_AVAILABLE DATA:_
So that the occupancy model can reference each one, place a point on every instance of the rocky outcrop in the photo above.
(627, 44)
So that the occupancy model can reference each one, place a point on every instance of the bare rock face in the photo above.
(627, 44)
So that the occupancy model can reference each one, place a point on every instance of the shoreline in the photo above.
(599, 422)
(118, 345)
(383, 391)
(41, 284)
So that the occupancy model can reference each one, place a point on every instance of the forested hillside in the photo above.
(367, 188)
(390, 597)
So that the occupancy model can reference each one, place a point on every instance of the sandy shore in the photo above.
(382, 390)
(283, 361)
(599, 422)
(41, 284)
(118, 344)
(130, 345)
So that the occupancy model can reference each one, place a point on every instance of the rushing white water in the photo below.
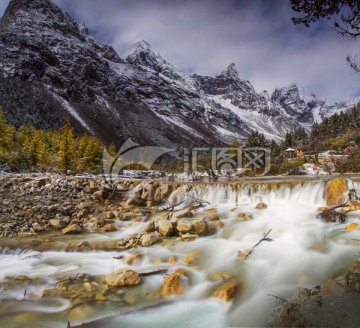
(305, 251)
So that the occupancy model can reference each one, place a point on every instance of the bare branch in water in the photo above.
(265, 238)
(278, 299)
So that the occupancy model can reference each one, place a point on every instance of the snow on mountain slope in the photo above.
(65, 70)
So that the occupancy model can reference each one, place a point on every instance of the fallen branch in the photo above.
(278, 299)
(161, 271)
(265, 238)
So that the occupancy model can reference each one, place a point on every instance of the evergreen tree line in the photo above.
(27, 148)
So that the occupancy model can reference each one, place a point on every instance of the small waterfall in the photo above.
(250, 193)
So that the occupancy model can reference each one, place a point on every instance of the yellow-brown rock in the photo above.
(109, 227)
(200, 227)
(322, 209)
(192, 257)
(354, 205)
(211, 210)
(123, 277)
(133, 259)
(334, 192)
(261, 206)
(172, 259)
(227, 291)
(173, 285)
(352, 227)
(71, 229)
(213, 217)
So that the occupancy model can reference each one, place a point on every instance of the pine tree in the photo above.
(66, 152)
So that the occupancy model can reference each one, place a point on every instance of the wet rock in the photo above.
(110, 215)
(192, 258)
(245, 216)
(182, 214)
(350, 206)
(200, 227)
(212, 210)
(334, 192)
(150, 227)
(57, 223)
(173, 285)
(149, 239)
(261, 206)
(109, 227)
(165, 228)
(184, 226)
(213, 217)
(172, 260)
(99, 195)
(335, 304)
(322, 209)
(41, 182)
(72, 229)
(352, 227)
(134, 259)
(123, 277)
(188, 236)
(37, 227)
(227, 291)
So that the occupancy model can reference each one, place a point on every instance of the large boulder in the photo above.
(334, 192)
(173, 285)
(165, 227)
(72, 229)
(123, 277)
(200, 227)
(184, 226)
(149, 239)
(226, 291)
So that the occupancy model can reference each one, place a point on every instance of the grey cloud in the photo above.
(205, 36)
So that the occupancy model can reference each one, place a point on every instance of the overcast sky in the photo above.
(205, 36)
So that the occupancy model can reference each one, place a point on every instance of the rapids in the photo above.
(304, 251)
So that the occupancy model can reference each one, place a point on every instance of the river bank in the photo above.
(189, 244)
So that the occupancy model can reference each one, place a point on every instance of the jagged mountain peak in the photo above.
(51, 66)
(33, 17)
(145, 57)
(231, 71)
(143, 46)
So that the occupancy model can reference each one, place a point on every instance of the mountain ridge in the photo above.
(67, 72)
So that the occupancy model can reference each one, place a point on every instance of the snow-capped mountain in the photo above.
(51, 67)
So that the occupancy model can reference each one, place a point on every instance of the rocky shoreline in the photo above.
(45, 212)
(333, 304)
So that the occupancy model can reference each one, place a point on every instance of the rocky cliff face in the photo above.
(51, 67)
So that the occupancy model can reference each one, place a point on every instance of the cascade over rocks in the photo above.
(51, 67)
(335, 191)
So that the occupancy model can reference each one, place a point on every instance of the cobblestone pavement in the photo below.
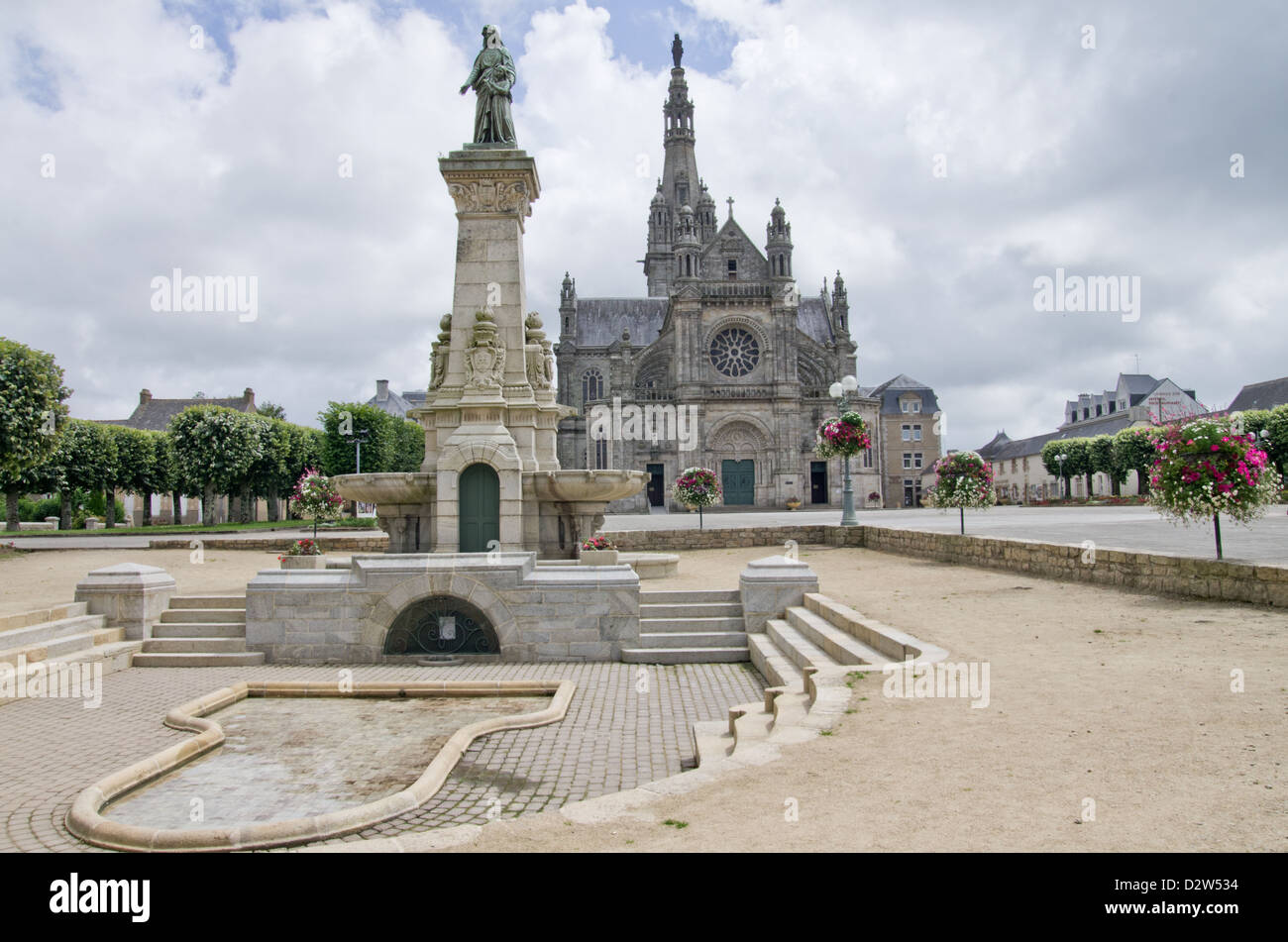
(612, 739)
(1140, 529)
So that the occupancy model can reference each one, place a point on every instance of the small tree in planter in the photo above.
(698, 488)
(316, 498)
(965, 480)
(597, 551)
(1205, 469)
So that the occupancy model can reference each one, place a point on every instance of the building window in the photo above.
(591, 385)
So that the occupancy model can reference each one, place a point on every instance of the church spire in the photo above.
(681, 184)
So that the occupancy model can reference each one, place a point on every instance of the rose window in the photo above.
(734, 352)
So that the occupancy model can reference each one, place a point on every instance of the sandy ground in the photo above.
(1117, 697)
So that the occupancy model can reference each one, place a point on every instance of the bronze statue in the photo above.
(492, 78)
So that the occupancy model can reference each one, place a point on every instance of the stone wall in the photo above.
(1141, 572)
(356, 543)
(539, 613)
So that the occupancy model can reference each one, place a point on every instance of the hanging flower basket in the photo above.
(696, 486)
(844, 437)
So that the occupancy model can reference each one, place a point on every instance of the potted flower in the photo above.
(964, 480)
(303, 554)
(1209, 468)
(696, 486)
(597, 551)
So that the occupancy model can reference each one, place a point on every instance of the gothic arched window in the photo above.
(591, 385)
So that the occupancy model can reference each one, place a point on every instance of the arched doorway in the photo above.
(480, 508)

_WHAT IS REQUIRED:_ Restate the preceding entries in full, word for word, with the pictures removed.

_SOLUTION FOR THIS EXERCISE:_
So that the occupancy model can reference each one, place a point on every instance of the rocky outcrop in the photo above.
(627, 44)
So that the occupancy model can reference each one, place a point on every instance of the bare rock face in the photo above.
(627, 44)
So that the occupancy model can reference each one, place a point on every instance of the shoreline in the photo above.
(599, 422)
(118, 345)
(383, 391)
(41, 284)
So that the occupancy model can reference each one, place a point on every instance of the forested hillside in the photo above.
(367, 188)
(390, 597)
So that the occupancy model can reference each one, place a point on every instance of the sandy shore in the photo above.
(382, 390)
(283, 361)
(599, 422)
(41, 284)
(118, 344)
(130, 345)
So that the occupancy model can reference each one, place a point on every instance of the rushing white water in the photo below.
(305, 251)
So that the occupancy model can reference each one, place a point on every instance of the bare branch in water in the photo above.
(265, 238)
(278, 299)
So that the occupancy model can reference each one, place a point on every instance of the snow on mountain slope in the photo above.
(65, 70)
So that the occupancy model can reference each one, place a point on every instance of the fallen branch in the photo above.
(278, 299)
(161, 271)
(265, 238)
So that the occupancy model can reference each one, place a point on every instance of the evergreen tree line in the photo above.
(27, 148)
So that the occupancy model can reference each one, place a point on every instance of the small waterfall in the photo above.
(250, 193)
So that the occupancy model can reference each one, place a point on every instance of the yellow-brown rock in the photo above.
(109, 227)
(200, 227)
(322, 209)
(192, 257)
(354, 205)
(211, 210)
(123, 277)
(133, 259)
(334, 192)
(261, 206)
(172, 259)
(227, 291)
(173, 285)
(352, 227)
(71, 229)
(213, 217)
So that the occupancy model can reference each one, place a point on every instance of the pine tree in the photo above.
(66, 152)
So that the occupancy model can reference each one, place a point on every instance of the wet rock in the photo above.
(110, 215)
(192, 258)
(245, 216)
(182, 214)
(350, 206)
(200, 227)
(212, 210)
(334, 192)
(150, 227)
(57, 223)
(173, 285)
(149, 239)
(261, 206)
(109, 227)
(165, 228)
(184, 226)
(213, 217)
(172, 260)
(99, 195)
(335, 304)
(322, 209)
(41, 182)
(72, 229)
(352, 227)
(134, 259)
(123, 277)
(188, 236)
(37, 227)
(227, 291)
So that the occupancy model can reference each one, place a point on every instance of the large boulder in the photo above.
(334, 192)
(173, 285)
(165, 227)
(72, 229)
(123, 277)
(200, 227)
(184, 226)
(149, 239)
(226, 291)
So that the occupancy model can reference each one, place a point on every instance of the grey cloud in the photo above.
(205, 36)
So that the occupancy model can reference each one, place a point on every instance of the overcast sky in the photo above.
(205, 36)
So that the occupancy model can reference each one, place a point on every instance of the rapids in the photo above.
(304, 251)
So that the occupancy model can reference each one, place a point on every instance of the river bank in the photo above.
(189, 244)
So that the occupancy model can reference each one, place a point on every instance of the jagged mountain peak in the photo above.
(51, 66)
(33, 17)
(145, 57)
(231, 71)
(143, 46)
So that the occupancy model can reference each one, place a point on every instance of the mountain ridge in the photo above.
(67, 72)
So that the occupancy model can reference each one, place a point on every instance of the snow-capped mountain in the photo above.
(51, 67)
So that the occupancy model can reference each one, place a point on every instance of the rocky shoreline in the photo above.
(45, 212)
(333, 304)
So that the occupancy model can reference each one, place a point on every instance of the rocky cliff face in the photo above.
(51, 67)
So that the occupancy model can reference each one, place a point on every instance of the cascade over rocks in the photo above.
(51, 67)
(335, 191)
So that the occupancy model can reference each one, place a point on every instance of the cobblestone pavement in the photo below.
(612, 739)
(1140, 529)
So that the occupancy model can reference each one, place a point on every instance of the small tree in planter in the photo above.
(698, 488)
(316, 498)
(965, 480)
(597, 551)
(1205, 469)
So that the occupancy model can reference each one, place a point on every instance of the building window in the photo above.
(591, 385)
So that the occupancy model can reference each one, place a point on every instance of the church spire in the photo above.
(681, 184)
So that the occupancy model can reference each one, place a point on every instance of the rose window in the photo above.
(734, 352)
So that the occupancy model can reference each one, place a point on every instance of the sandy ground in the photo above.
(1117, 697)
So that the occupancy model can reference each one, place a point on every instance of the bronze statue in the photo above.
(492, 78)
So that the occupancy model can reference each one, place a point on every instance of the stone wall in the photo above.
(1141, 572)
(356, 543)
(539, 613)
So that the occupancy model can reference each one, place a point on every instance of the hanging flower basket in the photo above.
(696, 486)
(844, 437)
So that the occupancy model can reference each one, place a point on every instance of the potted flower in the photo above.
(964, 480)
(303, 554)
(1209, 468)
(696, 486)
(597, 551)
So that the occupancy model can reference each one, place a point on every instance of the gothic arched window in the photo above.
(591, 385)
So that the occupancy model can reference each one, place a point on every instance of the arched doorway in the photo above.
(480, 508)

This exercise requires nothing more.